Segment Start: Task data

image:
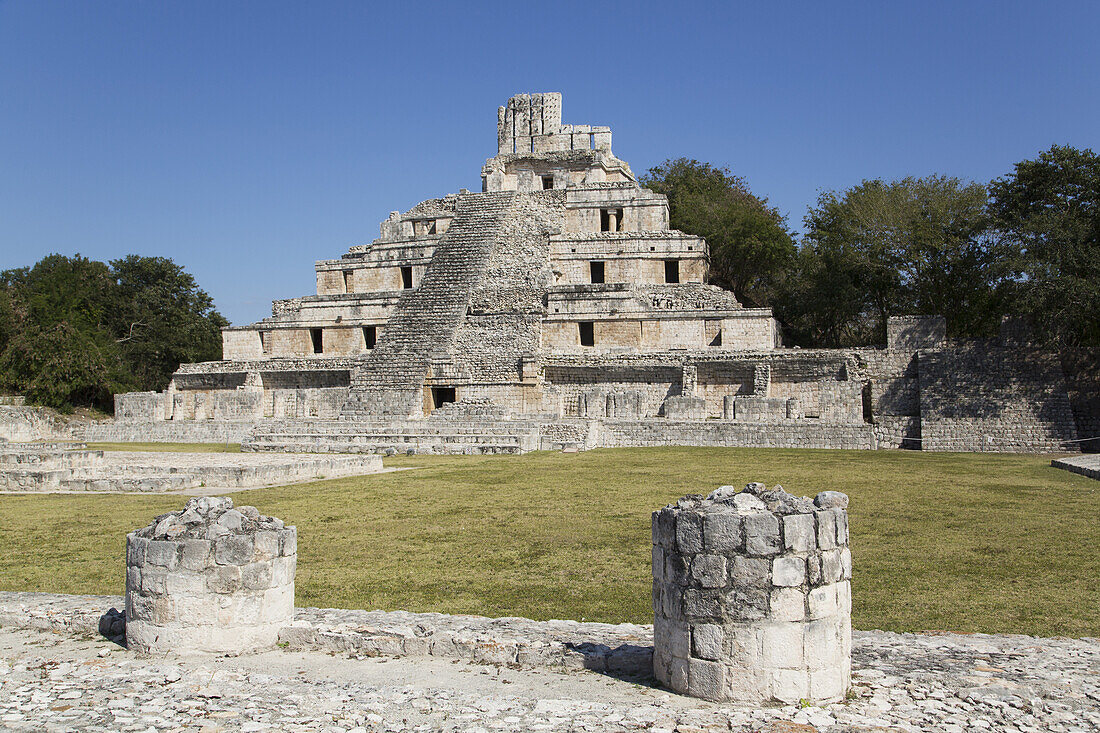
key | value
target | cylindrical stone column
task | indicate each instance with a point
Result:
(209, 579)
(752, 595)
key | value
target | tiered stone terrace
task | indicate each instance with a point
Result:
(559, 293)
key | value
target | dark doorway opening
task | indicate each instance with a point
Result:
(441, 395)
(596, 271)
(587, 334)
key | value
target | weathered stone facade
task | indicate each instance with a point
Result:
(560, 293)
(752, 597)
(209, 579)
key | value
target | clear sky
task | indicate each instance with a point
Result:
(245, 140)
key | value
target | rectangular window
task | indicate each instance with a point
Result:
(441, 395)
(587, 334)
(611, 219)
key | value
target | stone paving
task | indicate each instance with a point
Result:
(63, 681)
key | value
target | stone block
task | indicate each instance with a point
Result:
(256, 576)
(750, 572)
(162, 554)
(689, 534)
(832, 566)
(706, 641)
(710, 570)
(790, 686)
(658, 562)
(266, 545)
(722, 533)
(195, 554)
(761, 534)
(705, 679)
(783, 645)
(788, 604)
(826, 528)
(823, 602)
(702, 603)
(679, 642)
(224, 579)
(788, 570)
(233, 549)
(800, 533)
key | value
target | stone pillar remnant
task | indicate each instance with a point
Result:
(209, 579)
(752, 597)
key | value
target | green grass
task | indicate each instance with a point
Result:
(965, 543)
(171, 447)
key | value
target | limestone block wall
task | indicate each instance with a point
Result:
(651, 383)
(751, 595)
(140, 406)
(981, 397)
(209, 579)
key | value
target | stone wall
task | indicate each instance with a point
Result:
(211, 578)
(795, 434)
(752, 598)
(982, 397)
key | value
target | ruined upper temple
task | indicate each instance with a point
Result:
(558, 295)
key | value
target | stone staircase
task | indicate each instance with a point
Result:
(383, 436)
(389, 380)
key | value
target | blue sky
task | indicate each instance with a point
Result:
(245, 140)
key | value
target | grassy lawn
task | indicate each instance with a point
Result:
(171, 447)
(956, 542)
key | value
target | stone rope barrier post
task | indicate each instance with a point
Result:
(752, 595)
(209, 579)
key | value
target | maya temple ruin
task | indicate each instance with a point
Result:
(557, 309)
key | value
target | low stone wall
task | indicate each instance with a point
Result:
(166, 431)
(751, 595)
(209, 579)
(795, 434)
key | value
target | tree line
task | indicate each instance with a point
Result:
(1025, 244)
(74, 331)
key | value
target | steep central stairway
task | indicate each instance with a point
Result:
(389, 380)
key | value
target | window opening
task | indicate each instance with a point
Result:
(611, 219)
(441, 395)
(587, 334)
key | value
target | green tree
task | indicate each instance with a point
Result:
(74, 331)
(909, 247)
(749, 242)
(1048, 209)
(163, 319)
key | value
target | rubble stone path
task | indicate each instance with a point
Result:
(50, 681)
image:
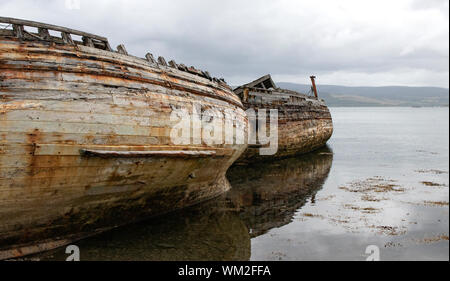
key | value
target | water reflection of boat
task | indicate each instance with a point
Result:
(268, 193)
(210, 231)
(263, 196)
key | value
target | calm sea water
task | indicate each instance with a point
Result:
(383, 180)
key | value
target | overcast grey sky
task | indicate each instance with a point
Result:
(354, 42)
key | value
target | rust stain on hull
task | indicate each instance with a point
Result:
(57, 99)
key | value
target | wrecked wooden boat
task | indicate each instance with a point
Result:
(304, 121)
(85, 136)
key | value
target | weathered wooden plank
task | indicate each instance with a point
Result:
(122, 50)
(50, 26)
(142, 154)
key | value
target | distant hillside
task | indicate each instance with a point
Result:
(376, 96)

Segment End: Task data

Determine how many lines in the entries above hold the string "temple", then report that number and nothing further.

2